* _Instructions to follow_:
Begin with the line holding "drop a point: the hazy sky", then print every line after it through the end of the data, exactly and with nothing added.

Dataset START

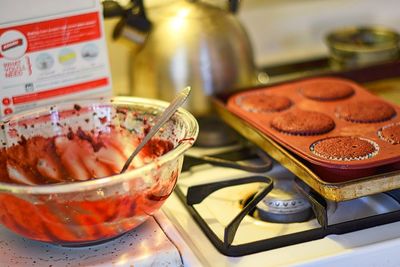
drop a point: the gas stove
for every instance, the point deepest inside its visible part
(287, 223)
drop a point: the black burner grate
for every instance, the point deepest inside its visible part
(196, 194)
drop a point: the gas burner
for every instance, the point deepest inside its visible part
(284, 204)
(215, 133)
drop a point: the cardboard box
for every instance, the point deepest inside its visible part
(51, 51)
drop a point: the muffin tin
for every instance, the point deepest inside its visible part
(361, 142)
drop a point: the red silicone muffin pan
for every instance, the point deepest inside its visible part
(334, 124)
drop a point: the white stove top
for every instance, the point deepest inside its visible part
(375, 246)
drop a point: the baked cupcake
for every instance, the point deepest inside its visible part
(345, 148)
(390, 133)
(368, 111)
(326, 90)
(303, 122)
(263, 102)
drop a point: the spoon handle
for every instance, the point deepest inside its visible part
(159, 121)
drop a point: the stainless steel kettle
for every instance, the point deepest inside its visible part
(189, 43)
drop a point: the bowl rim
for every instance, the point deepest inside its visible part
(82, 186)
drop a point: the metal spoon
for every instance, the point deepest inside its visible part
(159, 121)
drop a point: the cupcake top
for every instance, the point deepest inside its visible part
(262, 102)
(303, 122)
(390, 133)
(344, 148)
(326, 91)
(366, 111)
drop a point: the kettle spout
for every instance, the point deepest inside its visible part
(134, 25)
(130, 33)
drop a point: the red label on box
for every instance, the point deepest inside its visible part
(55, 33)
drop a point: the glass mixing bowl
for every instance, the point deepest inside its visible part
(59, 168)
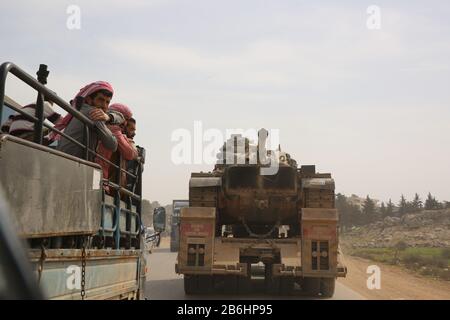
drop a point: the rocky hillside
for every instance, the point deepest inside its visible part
(428, 228)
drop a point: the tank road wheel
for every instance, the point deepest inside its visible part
(272, 284)
(205, 284)
(243, 285)
(327, 286)
(286, 286)
(311, 286)
(190, 284)
(231, 284)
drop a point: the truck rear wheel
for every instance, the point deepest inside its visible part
(190, 284)
(327, 286)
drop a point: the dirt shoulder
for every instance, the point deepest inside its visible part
(396, 282)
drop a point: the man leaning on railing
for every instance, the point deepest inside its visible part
(93, 101)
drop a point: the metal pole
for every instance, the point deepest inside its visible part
(42, 75)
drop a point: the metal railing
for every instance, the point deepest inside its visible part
(43, 93)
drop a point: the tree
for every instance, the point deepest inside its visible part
(383, 210)
(402, 205)
(417, 203)
(389, 208)
(369, 210)
(431, 203)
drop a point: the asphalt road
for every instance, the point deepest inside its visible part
(164, 284)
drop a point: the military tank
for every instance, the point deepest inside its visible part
(257, 207)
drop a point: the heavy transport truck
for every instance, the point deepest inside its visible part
(175, 223)
(241, 221)
(82, 242)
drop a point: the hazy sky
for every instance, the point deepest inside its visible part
(370, 106)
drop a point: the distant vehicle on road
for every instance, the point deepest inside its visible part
(175, 223)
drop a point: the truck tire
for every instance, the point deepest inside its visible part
(327, 286)
(190, 284)
(311, 286)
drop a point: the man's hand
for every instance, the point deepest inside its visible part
(98, 115)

Dataset END

* _Answer section_:
drop a point: the hazy sky
for every instance, the point deepest inside its visible part
(370, 106)
drop a point: the distant vehicle on road
for every instance, the point deepest inside its visible part
(175, 223)
drop a point: the truck tire
for every instance, the point deepest inside its visible part
(327, 286)
(190, 284)
(311, 286)
drop a point: the man's hand
for every instance, the point deepest inside its visible part
(98, 115)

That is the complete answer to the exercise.